# WHAT IS BEING ASKED
Rewrite everything from the line containing "of the wheat" down to the end of the rows, substituting "Query" for "Target" and keeping all else unchanged. Omit the pictures from the answer.

Excerpts from segmentation records:
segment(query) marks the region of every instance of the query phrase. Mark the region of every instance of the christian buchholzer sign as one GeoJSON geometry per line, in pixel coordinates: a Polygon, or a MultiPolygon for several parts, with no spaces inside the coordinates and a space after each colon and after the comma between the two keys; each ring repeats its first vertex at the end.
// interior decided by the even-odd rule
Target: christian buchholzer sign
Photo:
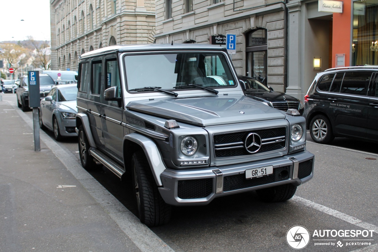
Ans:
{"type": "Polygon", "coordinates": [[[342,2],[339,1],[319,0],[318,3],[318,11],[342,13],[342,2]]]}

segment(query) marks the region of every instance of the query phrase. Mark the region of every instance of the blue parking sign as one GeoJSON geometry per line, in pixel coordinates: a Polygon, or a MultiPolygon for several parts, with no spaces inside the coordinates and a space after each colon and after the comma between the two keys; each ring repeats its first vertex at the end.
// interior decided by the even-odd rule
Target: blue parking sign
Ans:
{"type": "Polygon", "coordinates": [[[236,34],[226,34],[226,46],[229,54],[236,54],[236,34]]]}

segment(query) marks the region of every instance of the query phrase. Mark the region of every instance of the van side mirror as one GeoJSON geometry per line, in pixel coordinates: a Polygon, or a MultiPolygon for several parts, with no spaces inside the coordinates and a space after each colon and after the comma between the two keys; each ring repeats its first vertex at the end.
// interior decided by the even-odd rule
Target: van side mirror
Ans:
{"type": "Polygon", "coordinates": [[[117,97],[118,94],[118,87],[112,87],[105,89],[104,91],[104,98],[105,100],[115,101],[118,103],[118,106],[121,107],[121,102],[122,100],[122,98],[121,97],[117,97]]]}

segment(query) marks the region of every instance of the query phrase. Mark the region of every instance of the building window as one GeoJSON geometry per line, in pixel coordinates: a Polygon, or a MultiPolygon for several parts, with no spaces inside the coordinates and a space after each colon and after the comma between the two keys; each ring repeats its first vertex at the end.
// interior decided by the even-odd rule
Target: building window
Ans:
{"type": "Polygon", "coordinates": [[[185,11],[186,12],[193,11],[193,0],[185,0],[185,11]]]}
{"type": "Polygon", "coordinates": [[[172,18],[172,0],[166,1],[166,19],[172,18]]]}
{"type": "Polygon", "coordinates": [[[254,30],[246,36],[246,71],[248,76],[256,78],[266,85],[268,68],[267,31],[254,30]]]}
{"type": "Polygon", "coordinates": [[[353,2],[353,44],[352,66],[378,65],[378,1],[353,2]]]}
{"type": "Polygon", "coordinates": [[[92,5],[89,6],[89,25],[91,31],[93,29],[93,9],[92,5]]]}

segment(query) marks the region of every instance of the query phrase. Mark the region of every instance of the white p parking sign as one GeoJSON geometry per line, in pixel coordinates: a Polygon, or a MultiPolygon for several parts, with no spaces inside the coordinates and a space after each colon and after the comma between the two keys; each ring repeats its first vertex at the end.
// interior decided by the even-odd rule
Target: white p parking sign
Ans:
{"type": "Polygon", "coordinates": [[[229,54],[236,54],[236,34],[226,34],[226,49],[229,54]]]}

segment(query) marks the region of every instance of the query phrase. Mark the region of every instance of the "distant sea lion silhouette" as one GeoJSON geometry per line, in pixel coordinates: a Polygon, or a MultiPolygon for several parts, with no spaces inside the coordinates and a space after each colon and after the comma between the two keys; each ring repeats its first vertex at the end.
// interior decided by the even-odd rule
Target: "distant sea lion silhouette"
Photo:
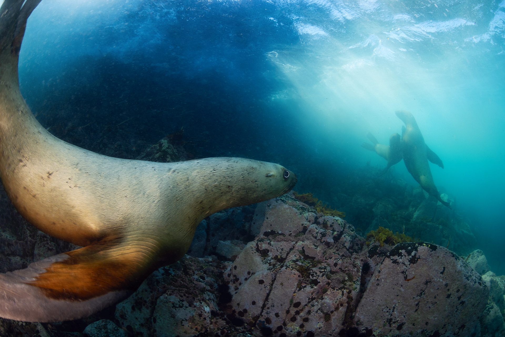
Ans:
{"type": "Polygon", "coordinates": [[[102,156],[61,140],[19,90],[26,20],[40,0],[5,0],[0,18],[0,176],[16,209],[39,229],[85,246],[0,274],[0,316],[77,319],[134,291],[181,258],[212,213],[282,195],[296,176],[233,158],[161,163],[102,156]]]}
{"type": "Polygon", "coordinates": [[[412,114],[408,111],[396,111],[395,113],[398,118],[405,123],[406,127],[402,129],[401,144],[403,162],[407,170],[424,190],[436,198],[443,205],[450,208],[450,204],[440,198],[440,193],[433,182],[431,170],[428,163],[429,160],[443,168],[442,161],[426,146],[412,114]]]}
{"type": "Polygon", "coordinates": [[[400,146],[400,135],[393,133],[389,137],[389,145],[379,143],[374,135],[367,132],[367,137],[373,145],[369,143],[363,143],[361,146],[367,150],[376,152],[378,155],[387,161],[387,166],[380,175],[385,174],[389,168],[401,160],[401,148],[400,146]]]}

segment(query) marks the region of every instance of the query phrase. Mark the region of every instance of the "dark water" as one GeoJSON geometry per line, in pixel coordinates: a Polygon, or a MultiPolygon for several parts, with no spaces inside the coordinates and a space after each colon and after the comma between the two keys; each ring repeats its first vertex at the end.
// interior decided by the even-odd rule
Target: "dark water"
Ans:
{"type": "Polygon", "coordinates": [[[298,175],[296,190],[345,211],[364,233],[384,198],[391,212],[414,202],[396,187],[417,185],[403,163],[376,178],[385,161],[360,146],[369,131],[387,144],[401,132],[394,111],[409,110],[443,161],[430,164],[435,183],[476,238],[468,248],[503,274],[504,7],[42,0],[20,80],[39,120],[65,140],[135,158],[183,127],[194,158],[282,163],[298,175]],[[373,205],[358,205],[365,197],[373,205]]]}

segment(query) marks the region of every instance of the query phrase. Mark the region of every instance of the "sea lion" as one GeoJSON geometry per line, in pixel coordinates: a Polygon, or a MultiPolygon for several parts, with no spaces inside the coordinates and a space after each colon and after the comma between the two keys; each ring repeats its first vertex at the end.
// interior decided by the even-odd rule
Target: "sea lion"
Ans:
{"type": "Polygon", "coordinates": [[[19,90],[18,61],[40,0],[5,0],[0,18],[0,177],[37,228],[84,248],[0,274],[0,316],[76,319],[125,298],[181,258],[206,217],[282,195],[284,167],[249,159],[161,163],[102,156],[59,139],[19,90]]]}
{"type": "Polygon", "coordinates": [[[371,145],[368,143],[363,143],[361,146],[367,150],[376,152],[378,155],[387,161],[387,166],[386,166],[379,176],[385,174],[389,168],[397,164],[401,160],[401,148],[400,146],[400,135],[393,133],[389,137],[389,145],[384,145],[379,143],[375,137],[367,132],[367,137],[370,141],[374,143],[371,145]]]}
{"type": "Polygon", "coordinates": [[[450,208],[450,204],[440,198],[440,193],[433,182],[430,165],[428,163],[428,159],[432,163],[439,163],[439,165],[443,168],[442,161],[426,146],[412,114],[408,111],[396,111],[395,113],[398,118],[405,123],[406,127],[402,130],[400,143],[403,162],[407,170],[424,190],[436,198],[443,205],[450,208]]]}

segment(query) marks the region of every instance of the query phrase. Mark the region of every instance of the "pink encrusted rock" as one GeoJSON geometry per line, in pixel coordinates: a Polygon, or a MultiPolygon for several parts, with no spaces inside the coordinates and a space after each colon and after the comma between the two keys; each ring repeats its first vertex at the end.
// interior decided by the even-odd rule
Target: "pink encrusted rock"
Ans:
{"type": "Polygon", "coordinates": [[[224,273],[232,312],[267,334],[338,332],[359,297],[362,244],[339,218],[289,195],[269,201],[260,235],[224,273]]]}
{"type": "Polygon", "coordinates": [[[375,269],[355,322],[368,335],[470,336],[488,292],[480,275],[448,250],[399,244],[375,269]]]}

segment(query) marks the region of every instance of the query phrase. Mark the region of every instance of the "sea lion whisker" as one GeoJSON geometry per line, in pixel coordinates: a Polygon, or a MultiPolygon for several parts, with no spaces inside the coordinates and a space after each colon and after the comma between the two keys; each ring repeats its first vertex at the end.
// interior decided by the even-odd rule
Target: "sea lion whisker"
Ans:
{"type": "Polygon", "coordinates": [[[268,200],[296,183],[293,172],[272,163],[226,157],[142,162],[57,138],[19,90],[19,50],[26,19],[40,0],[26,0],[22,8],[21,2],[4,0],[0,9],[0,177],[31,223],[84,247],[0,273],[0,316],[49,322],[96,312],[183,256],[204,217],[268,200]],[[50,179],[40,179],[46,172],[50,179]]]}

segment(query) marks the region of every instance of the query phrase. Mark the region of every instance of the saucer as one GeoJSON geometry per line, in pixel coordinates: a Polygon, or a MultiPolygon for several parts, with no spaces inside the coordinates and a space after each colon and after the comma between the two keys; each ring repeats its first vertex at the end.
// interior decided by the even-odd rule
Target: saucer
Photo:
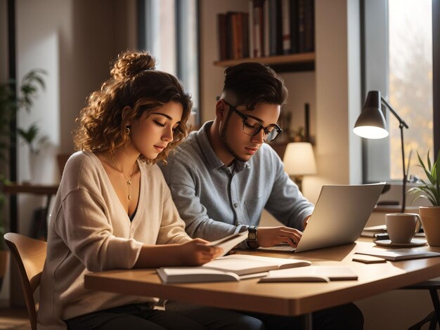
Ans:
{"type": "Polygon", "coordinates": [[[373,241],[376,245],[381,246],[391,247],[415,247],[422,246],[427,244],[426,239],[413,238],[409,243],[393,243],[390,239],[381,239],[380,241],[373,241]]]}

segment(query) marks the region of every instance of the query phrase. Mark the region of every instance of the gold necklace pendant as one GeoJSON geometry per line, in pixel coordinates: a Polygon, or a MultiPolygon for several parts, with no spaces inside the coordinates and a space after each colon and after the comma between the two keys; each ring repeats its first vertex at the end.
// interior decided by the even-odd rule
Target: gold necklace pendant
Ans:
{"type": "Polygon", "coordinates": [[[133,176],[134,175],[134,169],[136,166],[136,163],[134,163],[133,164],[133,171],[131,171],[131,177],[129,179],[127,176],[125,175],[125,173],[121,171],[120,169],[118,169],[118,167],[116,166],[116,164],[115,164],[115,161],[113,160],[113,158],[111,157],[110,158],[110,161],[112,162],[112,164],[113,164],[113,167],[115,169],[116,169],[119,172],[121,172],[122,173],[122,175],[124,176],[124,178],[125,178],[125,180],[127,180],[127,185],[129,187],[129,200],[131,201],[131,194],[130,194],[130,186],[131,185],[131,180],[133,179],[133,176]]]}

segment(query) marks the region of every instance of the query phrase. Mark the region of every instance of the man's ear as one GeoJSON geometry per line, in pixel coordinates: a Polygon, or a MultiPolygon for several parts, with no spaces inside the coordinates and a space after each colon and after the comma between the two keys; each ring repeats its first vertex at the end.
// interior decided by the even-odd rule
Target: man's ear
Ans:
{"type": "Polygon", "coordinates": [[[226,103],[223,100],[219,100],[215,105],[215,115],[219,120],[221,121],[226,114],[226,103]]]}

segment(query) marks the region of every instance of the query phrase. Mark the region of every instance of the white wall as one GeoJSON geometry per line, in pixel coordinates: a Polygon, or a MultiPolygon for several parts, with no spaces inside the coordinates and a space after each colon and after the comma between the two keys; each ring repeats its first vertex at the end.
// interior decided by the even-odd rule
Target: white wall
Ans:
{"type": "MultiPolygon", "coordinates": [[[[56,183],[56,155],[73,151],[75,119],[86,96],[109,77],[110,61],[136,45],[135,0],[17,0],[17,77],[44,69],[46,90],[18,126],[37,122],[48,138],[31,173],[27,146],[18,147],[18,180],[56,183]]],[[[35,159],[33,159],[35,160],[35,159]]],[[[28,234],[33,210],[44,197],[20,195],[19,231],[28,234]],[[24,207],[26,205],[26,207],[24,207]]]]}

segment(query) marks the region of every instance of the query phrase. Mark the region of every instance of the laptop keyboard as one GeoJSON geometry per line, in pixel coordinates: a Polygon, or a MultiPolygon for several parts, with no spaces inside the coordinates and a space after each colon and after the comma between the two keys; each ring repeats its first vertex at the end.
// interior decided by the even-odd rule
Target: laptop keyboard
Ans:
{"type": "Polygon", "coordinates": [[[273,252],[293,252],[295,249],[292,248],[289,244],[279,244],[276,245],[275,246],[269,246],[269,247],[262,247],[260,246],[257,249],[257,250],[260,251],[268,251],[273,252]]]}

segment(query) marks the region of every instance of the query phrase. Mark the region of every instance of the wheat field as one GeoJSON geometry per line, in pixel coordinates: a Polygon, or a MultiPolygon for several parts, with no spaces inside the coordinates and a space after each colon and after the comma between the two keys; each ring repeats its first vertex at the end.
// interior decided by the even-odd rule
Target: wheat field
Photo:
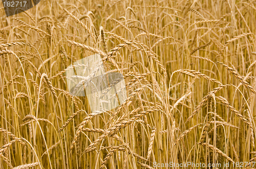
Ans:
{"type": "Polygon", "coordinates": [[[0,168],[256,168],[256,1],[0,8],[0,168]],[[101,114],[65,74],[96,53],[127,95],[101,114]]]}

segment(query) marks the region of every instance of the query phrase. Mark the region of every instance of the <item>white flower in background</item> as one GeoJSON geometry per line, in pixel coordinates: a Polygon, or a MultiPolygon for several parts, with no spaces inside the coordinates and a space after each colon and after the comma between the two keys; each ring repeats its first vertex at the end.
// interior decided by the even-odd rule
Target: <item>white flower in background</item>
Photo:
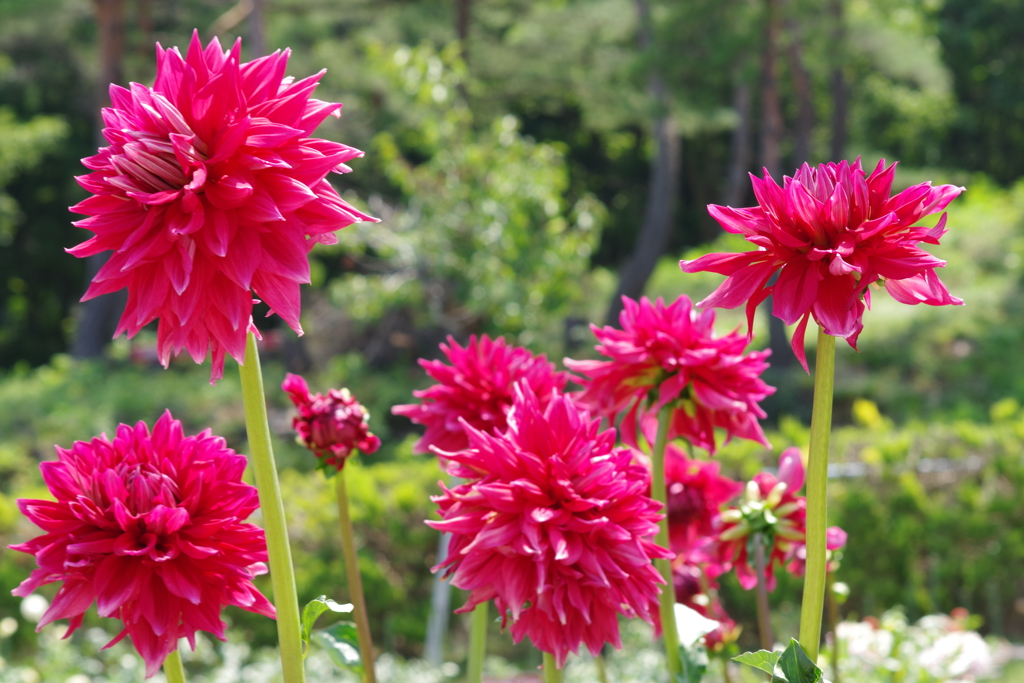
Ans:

# IN RESPONSE
segment(query) marks the region of every instance of the query phrase. Mark the region of every instance of the wheat field as one GeoJSON geometry per line, in pixel coordinates: a Polygon, or a MultiPolygon for several parts, with no spaces inside the coordinates and a space after each colon and after the comma between the two keys; each ring repeats its first vertex at the end.
// interior decided by the even-odd rule
Query: wheat field
Photo:
Ans:
{"type": "Polygon", "coordinates": [[[0,168],[256,168],[256,1],[0,8],[0,168]],[[101,114],[65,74],[96,53],[127,95],[101,114]]]}

segment(query) marks the region of every instance of the query phrase. Mark the region of every instance of the <item>white flower in background</item> as one GeoJSON geometry per line, in pixel coordinates: a Polygon, or a MultiPolygon for several parts, with no spaces inside the coordinates and a space after each colon and after the comma between the two keys; each ring repeats its first vertex at the end.
// interior decided by the even-odd rule
Query: <item>white flower in background</item>
Photo:
Ans:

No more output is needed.